Goal 1: Reproduce every line of the records below verbatim, omitting the pictures.
== Text excerpt ==
“By continuing a process of inflation, government can confiscate, secretly and unobserved, an important part of the wealth of their citizens.”
-John Maynard Keynes
I tend to surprise some investors whenever we are talking “macro” and I remind them that John Maynard Keynes wasn’t (initially) a government Yes Man. Today’s manic financial media tends to think of him as a beacon for big government spending. Don’t forget that Keynes made a name for himself by chastising and mocking the British government’s economic policies.
Most economic strategists and forecasters get respect after they are dead. I get that. That’s just the way life goes. Keep in mind that Keynes was only 36 years old when he penned some of his most influential writings.
Warren Buffett wrote an Op-Ed this morning that will get a lot of people’s attention. In that piece he cited Keynes’ aforementioned quote. Since this sounds a lot like what I have been pounding the monkey cage on for the last 3 months, I smiled and took a big bite of my banana.
===
Goal 2: According to the passage about Keynes, how old was Keynes when he wrote some of his most influential writings?
== Data supplied ==
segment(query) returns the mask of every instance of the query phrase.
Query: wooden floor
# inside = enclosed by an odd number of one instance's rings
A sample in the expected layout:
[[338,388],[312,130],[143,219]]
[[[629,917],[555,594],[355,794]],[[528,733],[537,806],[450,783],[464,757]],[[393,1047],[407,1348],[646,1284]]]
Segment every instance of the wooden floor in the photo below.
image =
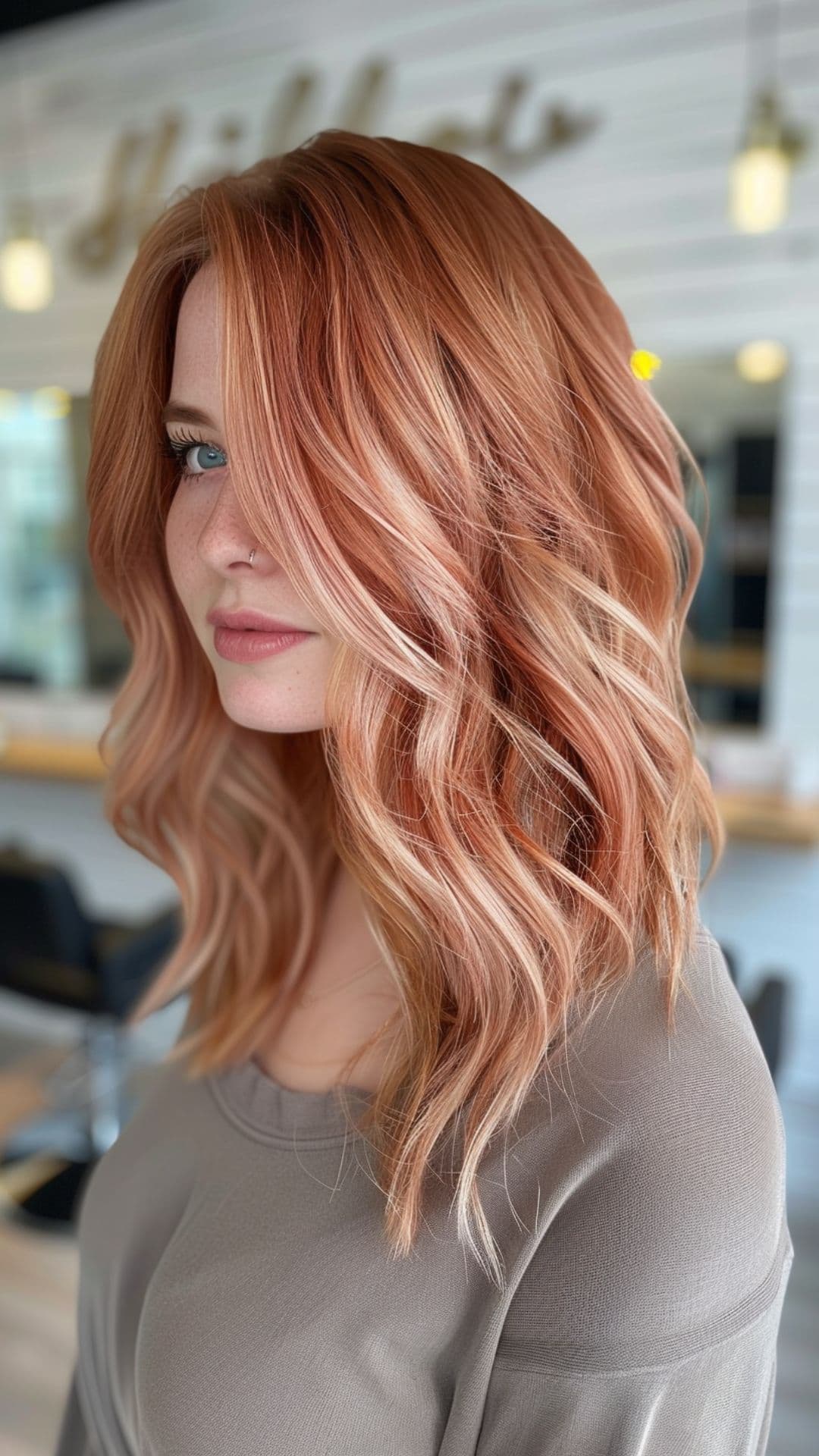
===
Full response 1:
segment(query) returns the mask of every instance of the query phrase.
Query: wooden floor
# inside = enclosed by an odd number of one instance's rings
A sample in the expected layout:
[[338,388],[312,130],[143,219]]
[[[629,917],[555,594],[355,794]],[[528,733],[537,806],[450,783],[464,757]],[[393,1047],[407,1348],[646,1284]]]
Segment every instance of the wooden floor in the photo below.
image =

Full response 2: He was 36 years old.